RECORDS SUPPLIED Start Marker

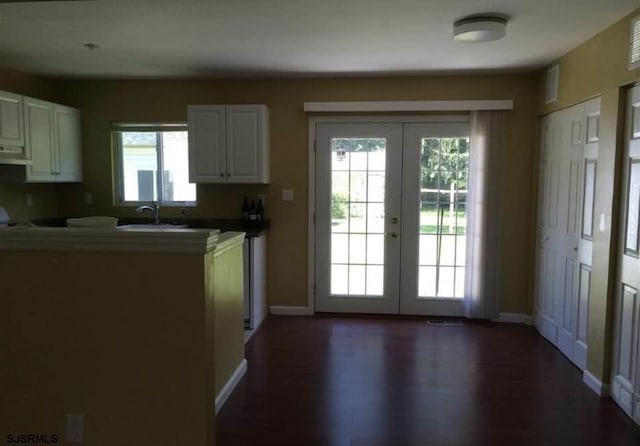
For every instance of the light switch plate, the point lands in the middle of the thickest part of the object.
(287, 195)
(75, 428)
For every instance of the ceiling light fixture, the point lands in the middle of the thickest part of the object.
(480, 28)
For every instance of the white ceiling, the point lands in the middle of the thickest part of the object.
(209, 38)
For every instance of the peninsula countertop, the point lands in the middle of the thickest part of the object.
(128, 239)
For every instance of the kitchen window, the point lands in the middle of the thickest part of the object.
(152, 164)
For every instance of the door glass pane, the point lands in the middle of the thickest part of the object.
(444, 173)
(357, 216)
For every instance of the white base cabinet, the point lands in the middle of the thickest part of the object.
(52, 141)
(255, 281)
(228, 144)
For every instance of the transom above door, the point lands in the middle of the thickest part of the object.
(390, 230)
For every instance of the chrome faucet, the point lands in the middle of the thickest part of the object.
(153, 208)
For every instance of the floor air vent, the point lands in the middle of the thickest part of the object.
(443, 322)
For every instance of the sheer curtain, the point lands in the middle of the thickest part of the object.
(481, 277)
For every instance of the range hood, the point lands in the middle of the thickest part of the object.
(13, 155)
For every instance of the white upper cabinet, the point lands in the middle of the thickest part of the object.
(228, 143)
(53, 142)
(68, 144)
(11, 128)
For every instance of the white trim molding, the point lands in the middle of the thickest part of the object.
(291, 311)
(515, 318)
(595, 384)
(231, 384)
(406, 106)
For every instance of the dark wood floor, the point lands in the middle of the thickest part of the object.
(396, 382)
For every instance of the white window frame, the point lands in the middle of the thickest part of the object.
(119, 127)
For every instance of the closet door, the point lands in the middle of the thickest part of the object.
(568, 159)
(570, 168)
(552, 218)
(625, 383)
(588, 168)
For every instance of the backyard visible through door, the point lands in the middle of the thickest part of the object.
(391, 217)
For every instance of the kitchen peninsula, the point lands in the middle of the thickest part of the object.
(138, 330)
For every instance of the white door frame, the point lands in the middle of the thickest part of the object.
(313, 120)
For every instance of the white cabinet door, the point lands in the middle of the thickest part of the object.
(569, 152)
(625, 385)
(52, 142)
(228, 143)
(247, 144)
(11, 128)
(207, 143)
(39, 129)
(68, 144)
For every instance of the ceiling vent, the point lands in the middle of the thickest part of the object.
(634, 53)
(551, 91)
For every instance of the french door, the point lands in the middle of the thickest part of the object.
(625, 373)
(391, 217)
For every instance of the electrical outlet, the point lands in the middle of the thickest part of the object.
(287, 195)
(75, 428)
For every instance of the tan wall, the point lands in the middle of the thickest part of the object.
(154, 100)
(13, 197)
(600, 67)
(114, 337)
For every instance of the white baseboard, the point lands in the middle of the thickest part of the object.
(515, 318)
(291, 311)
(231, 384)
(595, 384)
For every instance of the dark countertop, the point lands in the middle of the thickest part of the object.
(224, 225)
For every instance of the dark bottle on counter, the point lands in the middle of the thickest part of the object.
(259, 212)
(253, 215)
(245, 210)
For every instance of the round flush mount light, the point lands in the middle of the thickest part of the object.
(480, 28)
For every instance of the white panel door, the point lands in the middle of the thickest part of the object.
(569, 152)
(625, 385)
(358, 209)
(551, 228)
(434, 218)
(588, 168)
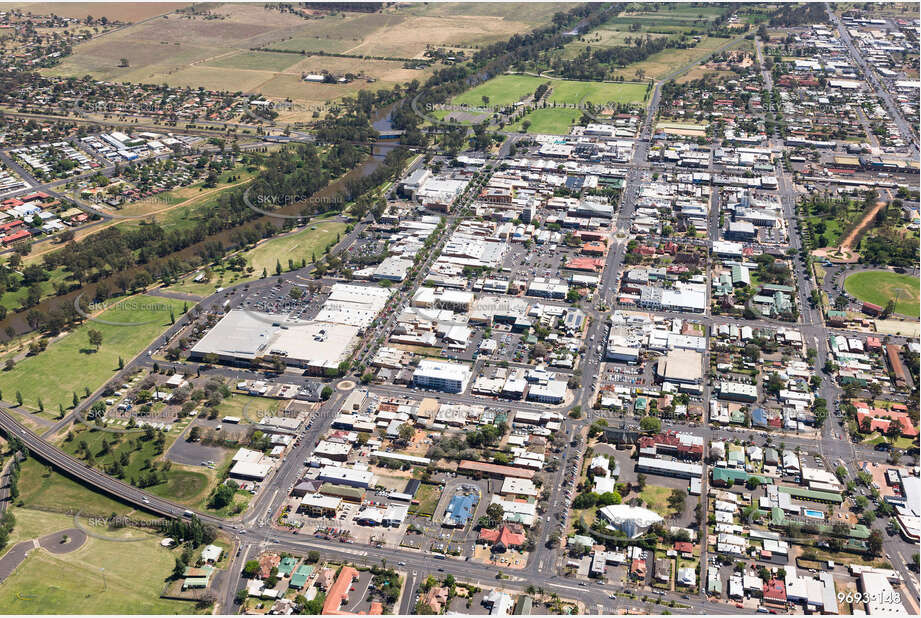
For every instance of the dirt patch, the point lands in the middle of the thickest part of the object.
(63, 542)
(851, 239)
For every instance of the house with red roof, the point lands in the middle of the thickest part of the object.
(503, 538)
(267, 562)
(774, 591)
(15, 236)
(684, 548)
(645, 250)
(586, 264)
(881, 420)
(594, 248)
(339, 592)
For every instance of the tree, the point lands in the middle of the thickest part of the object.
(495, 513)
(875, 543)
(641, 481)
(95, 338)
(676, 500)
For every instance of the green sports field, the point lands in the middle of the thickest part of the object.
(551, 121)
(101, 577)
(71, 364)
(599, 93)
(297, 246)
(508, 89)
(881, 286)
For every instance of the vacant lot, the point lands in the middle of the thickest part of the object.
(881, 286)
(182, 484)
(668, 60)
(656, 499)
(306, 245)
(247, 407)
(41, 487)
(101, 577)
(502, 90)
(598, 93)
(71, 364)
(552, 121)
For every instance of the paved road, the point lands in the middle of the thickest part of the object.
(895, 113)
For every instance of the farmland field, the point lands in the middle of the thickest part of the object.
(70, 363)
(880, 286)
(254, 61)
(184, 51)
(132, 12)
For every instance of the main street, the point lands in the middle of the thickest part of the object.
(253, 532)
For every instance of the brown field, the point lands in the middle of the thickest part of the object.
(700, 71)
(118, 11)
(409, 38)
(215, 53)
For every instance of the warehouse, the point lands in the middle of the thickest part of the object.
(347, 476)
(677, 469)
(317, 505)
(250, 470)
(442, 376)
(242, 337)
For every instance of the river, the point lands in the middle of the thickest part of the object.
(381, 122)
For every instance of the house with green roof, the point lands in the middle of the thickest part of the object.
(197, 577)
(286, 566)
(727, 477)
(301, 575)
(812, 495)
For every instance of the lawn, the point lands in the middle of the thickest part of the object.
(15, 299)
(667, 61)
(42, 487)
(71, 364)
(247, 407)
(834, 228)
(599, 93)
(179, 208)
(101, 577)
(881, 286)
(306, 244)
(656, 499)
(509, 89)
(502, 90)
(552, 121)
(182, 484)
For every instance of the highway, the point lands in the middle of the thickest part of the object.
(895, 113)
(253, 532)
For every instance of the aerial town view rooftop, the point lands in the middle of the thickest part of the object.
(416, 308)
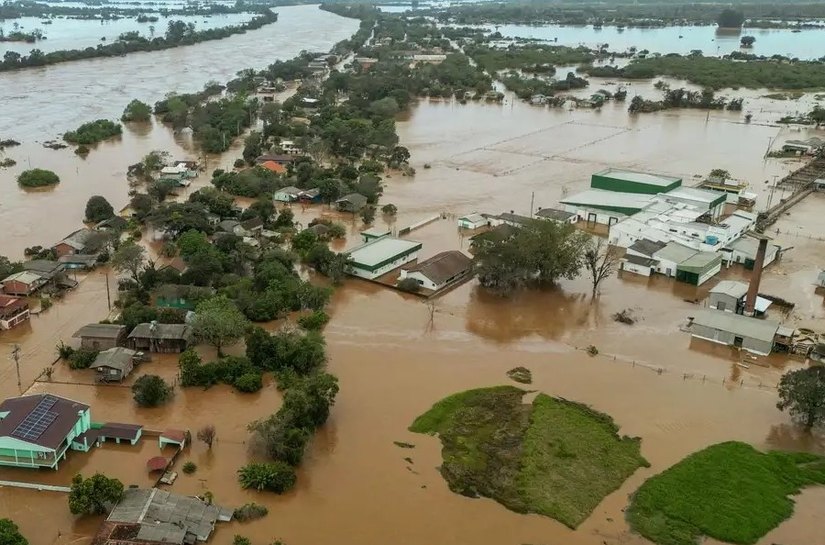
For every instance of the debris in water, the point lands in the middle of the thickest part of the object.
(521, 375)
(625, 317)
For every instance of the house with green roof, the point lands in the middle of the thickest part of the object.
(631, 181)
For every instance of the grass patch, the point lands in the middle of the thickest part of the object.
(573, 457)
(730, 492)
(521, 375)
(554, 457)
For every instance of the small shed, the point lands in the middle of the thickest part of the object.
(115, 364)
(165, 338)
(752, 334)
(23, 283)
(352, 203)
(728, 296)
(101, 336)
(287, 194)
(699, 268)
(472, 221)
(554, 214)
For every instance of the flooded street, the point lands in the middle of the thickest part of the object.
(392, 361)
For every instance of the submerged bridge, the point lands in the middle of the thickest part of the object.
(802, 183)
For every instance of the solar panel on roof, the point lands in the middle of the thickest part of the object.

RECORDS SUPPLIED End Marker
RECORDS SUPPLIED Start Marker

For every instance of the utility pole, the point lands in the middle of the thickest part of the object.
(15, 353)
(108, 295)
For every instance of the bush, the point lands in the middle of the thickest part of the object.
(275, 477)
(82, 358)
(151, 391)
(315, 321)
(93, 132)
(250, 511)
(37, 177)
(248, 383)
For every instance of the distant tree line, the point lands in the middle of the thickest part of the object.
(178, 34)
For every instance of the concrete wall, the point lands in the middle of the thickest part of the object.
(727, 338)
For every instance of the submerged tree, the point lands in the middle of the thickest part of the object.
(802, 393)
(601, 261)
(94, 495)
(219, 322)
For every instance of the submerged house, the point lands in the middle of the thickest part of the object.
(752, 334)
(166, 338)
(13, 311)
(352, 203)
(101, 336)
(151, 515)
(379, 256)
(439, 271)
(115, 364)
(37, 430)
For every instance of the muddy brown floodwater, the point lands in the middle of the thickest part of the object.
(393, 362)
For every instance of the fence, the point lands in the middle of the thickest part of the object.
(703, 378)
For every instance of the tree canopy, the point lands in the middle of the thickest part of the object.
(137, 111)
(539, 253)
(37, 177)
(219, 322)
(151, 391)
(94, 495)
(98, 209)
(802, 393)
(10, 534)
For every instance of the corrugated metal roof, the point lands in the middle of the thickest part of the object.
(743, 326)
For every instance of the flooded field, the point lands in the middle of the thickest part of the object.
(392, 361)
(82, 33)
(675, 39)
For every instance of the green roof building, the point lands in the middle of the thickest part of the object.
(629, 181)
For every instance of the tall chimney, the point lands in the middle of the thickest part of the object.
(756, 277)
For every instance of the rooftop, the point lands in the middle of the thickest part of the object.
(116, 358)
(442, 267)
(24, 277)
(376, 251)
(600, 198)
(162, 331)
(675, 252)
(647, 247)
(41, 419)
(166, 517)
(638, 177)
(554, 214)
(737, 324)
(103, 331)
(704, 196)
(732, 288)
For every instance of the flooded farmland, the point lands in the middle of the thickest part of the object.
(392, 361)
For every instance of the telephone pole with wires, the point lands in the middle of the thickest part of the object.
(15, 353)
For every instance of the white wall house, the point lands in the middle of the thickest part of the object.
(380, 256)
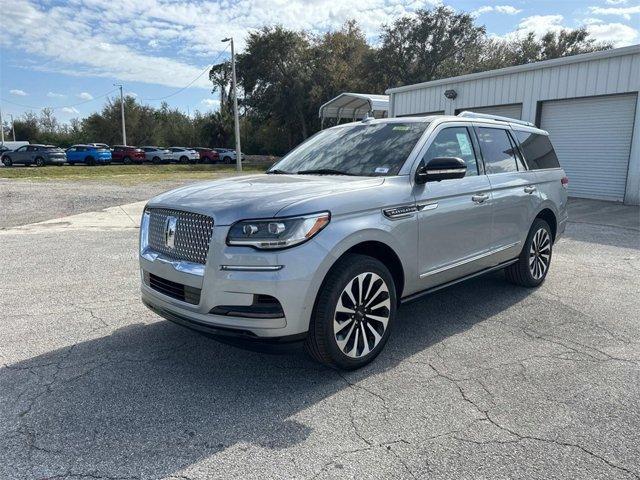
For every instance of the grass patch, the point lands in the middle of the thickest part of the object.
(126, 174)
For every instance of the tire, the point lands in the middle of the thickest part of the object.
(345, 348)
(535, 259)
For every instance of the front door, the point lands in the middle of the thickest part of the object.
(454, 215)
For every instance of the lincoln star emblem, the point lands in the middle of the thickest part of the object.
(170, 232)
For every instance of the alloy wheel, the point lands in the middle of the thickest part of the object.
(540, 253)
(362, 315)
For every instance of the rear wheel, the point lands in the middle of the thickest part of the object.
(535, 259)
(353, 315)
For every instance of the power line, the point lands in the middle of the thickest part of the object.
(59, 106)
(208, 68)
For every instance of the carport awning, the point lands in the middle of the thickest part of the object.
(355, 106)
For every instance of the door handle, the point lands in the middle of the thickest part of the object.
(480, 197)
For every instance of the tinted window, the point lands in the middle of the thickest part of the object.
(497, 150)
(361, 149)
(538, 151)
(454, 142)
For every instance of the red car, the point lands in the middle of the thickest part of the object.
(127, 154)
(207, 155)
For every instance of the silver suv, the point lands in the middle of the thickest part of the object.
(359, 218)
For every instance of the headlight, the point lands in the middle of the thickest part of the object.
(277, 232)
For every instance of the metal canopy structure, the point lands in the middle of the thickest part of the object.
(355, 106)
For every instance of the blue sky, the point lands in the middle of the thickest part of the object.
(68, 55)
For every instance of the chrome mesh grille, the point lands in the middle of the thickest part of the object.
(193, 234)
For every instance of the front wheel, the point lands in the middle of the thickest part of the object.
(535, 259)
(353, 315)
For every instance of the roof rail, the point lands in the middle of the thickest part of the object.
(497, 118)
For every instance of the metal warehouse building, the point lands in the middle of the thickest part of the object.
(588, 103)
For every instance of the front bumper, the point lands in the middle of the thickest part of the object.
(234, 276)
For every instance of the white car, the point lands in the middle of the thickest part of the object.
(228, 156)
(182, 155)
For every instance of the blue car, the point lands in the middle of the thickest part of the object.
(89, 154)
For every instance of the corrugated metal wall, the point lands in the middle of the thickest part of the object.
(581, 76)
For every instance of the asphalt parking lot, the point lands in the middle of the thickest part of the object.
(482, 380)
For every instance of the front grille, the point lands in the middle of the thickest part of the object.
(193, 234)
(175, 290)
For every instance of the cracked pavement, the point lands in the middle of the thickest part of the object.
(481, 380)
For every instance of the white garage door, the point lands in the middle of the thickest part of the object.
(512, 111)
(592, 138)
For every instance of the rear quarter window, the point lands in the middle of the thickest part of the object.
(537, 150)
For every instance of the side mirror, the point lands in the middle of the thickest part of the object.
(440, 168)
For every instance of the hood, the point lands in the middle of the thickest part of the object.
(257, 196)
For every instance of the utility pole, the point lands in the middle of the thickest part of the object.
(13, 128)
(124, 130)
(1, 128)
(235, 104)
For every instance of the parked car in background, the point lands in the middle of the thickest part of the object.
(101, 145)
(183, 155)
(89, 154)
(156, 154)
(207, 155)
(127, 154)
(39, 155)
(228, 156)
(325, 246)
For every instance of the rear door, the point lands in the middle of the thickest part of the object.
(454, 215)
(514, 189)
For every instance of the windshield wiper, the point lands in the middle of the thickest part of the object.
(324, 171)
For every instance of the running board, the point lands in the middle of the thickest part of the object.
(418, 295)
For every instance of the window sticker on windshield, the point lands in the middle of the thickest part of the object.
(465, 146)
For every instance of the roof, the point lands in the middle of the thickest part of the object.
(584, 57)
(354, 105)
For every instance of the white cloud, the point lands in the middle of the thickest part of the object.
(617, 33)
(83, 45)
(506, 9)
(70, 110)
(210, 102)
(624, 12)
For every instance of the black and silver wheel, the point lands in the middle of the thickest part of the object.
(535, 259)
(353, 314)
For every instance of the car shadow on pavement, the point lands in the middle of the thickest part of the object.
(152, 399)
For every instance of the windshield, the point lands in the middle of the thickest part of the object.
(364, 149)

RECORDS SUPPLIED End Marker

# EXERCISE INSTRUCTIONS
Your output should be the lines above from the one that contains "For every instance of the highway, the" through the one that contains "For every instance of the solar", word for word, with pictures left out.

# COMPLETED TASK
For every instance of the highway, the point lands in the middle of the thickest part of the object.
(895, 113)
(253, 532)
For every instance of the aerial town view rooftop, the point lands in the middle of the thickest part of the object.
(416, 308)
For every instance of the debris in water, the point lands in the middle of the thickest part of the object.
(521, 375)
(625, 317)
For every instance of the house with green roof, the point lands in the middle of the thickest part of the object.
(631, 181)
For every instance of the grass patch, the point lands in the middle of the thickest part of the object.
(573, 457)
(730, 492)
(521, 375)
(554, 457)
For every instance of the small shed, the point lands in the middle of the thickest part of the object.
(115, 364)
(165, 338)
(752, 334)
(23, 283)
(352, 203)
(728, 296)
(101, 336)
(287, 194)
(699, 268)
(472, 221)
(554, 214)
For every instance of the flooded street, the point lands in the middle of the thickest part of the object.
(392, 361)
For every instance of the submerged bridge, the point lands in the middle of the thickest part of the object.
(802, 183)
For every instance of the solar panel on roof, the point lands in the middle of the thickest part of the object.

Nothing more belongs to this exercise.